F

Flyte enables you to build & deploy data & ML pipelines, hassle-free. The infinitely scalable and flexible workflow orchestration platform that seamlessly unifies data, ML and analytics stacks. Explore and Join the Flyte Community!

Assistance with Flyte Spark tolerations

Summary

The user is seeking assistance with applying tolerations to driver/executor pods in the Flyte Spark plugin, as they are not being applied correctly despite their belief that the configuration is accurate. They have shared part of their flyte-backend configuration and noted that tolerations are only appearing on other Flyte task pods. The user suggests that default-tolerations may not work for Spark pods and recommends using plugins.spark.spark-config-default for setting tolerations. They mention that the Spark operator Helm chart only shows tolerations for the controller and reference the operator API documentation, indicating potential limitations in configuring tolerations for Driver/Executor pods. However, they later report success by properly configuring the mutating webhook for the Spark Operator service, ensuring alignment between the namespaces/service accounts used by Flyte and the mutating webhook.

====

## TASKS TO PERFORM
1) According to the Flyte page, which stacks does the orchestration platform unify? List each one.
2) Reproduce the stretch of the Flyte page from "Flyte enables you" through "the Flyte Community!", substituting "smoothly" for "seamlessly".
Rely only on the Flyte page for what comes next.

====

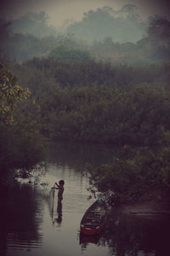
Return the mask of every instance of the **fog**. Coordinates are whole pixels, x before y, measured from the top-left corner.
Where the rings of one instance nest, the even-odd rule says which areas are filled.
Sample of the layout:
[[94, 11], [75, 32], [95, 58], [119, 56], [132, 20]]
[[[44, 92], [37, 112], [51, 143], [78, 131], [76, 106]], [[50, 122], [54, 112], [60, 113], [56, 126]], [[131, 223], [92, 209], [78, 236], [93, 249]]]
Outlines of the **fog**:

====

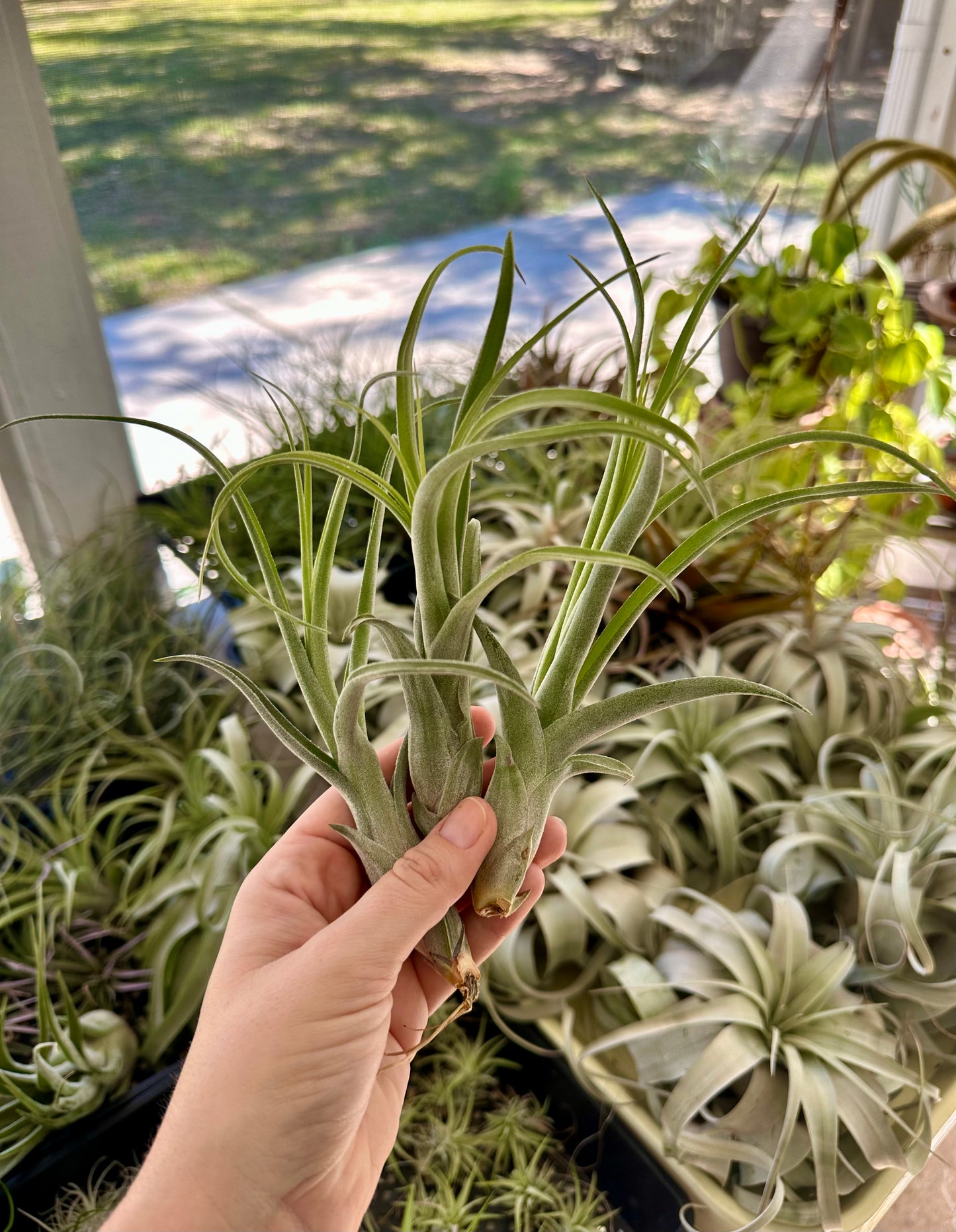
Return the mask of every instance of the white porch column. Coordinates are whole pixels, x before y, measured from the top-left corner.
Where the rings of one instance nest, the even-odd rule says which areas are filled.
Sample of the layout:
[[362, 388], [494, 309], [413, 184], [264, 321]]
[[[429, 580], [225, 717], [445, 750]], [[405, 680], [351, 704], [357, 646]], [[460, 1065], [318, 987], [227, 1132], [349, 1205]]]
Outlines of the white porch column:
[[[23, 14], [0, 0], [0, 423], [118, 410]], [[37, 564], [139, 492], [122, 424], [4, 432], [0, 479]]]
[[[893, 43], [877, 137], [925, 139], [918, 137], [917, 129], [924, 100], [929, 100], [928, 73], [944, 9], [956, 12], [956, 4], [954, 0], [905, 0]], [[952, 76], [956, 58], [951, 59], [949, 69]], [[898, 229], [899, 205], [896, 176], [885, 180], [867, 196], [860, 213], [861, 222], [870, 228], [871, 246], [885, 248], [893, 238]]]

====

## OUTPUTS IN ORDER
1) data, ML, analytics

2)
Flyte enables you to build & deploy data & ML pipelines, hassle-free. The infinitely scalable and flexible workflow orchestration platform that smoothly unifies data, ML and analytics stacks. Explore and Join the Flyte Community!